_Passage given_
╭──

I was wondering if you were comfortable sharing why USC is your top choice? The biggest thing I hear about it is the alumni network (which I've also seen disputed on forums).

Anyway, good luck! I'm sure you've learned tons through applying and have a killer application this time around!


----------



## amlena (Feb 1, 2019)

Hey all! Here to commiserate as we play the waiting game. 

So I'm lucky in that I'm a SoCal native. I do a little acting, so I've been spending my free time auditioning for student films. It's actually been an amazing way to keep myself busy (and therefore spend less time freaking out) as well as helped me meet current film students, tour the campuses, see the facilities, etc. Prior to this, UCLA was my top choice, but after going to auditions and working on a few short films, I'm starting to really favor USC. Which is a double-edged sword because I feel like it was my weakest application.  Welp. At least I'm having fun while I wait.


----------



## Apeach (Feb 1, 2019)

amlena said:


> Hey all! Here to commiserate as we play the waiting game.
> 
> So I'm lucky in that I'm a SoCal native. I do a little acting, so I've been spending my free time auditioning for student films. It's actually been an amazing way to keep myself busy (and therefore spend less time freaking out) as well as helped me meet current film students, tour the campuses, see the facilities, etc. Prior to this, UCLA was my top choice, but after going to auditions and working on a few short films, I'm starting to really favor USC. Which is a double-edged sword because I feel like it was my weakest application.  Welp. At least I'm having fun while I wait.

╰──

_Extracted information_

╭──

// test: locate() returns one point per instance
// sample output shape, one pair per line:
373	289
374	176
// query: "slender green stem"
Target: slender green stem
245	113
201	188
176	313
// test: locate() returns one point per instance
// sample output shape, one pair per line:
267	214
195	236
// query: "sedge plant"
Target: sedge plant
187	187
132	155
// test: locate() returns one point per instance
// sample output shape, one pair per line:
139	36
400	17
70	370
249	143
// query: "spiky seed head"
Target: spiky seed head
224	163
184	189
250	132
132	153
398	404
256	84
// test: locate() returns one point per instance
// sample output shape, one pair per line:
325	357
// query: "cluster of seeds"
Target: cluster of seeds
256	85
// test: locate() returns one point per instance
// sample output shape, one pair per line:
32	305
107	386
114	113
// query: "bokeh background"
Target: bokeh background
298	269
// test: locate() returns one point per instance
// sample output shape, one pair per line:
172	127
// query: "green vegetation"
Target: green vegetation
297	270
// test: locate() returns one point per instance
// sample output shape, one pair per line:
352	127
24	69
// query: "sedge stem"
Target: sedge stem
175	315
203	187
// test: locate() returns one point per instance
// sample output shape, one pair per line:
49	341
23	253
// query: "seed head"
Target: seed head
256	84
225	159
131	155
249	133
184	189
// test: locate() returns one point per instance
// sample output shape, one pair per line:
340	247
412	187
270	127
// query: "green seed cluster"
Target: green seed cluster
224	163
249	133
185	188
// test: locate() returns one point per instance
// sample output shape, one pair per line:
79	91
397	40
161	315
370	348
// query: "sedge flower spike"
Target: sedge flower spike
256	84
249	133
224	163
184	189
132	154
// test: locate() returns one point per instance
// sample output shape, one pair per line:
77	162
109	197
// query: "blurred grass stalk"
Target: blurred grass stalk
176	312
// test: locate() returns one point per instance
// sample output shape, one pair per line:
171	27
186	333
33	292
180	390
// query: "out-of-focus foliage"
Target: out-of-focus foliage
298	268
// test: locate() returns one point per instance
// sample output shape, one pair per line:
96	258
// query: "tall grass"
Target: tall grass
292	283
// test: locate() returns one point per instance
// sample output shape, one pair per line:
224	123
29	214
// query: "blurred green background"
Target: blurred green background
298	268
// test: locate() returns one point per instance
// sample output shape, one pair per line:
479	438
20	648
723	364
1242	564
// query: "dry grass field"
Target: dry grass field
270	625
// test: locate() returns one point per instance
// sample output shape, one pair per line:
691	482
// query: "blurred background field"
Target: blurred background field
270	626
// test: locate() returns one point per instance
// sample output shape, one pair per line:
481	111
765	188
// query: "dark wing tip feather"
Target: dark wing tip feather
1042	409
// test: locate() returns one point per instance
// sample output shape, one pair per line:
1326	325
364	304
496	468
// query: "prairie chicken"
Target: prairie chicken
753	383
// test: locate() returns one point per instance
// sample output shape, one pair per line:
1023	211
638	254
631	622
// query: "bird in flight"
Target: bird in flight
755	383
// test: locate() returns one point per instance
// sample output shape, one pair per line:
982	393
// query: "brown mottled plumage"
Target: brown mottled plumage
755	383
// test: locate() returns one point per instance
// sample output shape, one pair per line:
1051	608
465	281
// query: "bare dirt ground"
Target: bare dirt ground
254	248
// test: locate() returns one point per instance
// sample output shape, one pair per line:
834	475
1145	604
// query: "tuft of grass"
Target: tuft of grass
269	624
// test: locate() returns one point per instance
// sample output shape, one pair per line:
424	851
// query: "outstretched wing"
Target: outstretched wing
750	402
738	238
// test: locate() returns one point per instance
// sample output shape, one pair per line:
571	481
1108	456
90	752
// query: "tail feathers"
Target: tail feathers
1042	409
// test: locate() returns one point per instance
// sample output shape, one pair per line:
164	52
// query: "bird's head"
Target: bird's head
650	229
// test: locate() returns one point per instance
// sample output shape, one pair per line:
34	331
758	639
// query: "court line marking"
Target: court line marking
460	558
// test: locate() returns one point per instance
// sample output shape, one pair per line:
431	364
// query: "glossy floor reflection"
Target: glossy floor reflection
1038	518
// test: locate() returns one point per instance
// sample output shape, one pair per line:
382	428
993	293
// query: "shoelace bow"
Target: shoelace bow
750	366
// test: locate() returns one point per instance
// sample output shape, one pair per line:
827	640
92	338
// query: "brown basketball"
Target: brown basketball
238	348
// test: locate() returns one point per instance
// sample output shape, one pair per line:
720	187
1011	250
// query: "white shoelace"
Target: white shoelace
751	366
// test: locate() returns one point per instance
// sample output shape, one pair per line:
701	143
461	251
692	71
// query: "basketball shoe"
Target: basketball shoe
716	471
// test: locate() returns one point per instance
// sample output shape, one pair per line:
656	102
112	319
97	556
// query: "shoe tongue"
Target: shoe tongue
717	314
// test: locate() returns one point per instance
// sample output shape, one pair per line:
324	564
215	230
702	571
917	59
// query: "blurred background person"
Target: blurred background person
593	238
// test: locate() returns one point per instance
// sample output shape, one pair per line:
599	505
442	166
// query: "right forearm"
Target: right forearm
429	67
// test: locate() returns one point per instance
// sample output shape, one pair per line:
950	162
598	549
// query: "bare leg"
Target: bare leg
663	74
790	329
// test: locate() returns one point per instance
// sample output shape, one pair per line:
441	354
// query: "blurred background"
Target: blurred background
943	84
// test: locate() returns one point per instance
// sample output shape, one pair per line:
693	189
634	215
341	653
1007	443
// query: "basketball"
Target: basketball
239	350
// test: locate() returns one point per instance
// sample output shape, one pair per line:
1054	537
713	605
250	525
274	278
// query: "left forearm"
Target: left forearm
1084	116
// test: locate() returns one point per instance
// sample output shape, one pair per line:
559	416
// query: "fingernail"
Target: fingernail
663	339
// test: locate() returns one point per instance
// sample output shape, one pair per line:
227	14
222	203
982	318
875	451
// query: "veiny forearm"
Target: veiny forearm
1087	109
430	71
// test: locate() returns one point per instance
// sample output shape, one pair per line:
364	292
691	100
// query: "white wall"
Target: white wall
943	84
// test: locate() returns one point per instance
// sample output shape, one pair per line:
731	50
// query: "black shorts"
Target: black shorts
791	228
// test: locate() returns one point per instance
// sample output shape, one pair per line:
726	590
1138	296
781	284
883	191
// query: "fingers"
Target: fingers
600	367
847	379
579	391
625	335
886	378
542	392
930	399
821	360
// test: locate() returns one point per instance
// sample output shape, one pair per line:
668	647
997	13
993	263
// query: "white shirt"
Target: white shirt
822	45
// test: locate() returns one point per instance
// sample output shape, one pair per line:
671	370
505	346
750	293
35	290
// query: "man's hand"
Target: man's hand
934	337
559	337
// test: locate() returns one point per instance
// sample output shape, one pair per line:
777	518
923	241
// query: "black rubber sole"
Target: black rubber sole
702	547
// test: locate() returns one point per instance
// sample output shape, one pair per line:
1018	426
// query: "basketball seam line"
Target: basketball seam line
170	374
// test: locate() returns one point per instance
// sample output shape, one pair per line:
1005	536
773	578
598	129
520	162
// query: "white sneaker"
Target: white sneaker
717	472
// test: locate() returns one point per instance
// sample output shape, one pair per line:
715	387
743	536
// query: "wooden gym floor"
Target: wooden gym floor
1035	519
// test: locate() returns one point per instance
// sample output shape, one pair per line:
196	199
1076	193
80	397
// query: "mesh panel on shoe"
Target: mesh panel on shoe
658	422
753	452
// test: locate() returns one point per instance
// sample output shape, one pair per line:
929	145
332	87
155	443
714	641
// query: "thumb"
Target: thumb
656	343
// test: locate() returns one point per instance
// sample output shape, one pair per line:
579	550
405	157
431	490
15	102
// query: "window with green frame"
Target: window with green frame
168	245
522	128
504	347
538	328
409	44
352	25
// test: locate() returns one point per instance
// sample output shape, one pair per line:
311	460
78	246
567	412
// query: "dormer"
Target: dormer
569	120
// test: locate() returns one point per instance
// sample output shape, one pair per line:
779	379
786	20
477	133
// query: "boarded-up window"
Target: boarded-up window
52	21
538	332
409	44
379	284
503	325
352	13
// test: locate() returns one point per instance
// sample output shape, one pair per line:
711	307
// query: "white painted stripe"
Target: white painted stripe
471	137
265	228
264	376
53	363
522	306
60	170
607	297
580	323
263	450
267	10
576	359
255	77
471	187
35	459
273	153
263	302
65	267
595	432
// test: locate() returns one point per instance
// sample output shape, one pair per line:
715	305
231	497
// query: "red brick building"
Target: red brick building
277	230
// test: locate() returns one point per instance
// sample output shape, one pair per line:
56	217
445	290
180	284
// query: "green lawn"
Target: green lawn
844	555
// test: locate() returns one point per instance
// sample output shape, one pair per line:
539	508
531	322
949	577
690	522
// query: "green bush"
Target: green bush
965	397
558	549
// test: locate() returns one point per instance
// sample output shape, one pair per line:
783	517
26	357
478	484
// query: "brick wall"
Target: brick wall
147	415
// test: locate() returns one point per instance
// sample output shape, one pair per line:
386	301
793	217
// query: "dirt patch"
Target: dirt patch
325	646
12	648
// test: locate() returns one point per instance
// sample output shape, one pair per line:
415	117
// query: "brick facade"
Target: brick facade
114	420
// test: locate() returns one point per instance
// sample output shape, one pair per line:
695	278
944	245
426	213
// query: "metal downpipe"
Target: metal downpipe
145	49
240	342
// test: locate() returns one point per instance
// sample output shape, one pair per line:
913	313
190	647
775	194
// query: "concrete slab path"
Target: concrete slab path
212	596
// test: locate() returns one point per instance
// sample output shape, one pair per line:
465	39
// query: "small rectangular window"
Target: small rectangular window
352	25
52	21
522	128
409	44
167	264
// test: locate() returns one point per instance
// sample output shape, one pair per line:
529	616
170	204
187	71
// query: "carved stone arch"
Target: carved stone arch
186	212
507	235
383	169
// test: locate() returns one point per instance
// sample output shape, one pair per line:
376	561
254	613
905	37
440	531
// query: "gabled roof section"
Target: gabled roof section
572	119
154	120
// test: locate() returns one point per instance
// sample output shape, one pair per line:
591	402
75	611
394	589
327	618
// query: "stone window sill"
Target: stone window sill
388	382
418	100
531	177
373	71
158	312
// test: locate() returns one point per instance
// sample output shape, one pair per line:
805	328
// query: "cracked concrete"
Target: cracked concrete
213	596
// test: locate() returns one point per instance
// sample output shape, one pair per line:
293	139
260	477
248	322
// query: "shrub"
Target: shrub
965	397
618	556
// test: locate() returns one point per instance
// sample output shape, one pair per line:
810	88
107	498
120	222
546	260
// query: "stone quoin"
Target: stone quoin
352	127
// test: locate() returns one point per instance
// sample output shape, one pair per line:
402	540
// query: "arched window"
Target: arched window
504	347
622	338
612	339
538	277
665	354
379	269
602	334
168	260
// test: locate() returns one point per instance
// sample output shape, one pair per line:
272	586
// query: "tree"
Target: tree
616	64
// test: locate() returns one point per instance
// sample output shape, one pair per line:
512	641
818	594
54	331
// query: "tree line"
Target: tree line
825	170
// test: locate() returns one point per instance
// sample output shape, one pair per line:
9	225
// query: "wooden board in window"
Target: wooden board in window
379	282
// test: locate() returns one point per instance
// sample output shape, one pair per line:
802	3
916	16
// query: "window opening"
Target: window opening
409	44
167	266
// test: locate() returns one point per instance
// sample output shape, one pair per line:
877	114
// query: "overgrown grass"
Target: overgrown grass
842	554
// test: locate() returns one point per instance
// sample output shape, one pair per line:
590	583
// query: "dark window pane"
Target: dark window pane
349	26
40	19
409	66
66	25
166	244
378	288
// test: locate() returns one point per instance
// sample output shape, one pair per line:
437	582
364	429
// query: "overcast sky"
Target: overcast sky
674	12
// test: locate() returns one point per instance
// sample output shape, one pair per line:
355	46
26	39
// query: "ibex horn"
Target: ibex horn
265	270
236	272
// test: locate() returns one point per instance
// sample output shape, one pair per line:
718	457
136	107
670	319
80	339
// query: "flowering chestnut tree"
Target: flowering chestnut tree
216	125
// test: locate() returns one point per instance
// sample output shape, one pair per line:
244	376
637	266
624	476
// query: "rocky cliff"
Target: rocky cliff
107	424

╰──

_The tasks_
a: Please update the forum thread starting at "I was wondering" and ending at "this time around!", putting "film program" in place of "alumni network".
b: Summarize the forum thread in two sentences.

_Answers provided_
a:
I was wondering if you were comfortable sharing why USC is your top choice? The biggest thing I hear about it is the film program (which I've also seen disputed on forums).

Anyway, good luck! I'm sure you've learned tons through applying and have a killer application this time around!

b: One poster asks another why USC is their top choice, mentions that its alumni network is the biggest thing they hear about (though they've seen that disputed on forums), and wishes them luck. Another poster, a SoCal native, says auditioning for and working on student films while waiting has kept them busy, let them meet film students and see campuses, and shifted their preference from UCLA to USC, even though they feel that was their weakest application.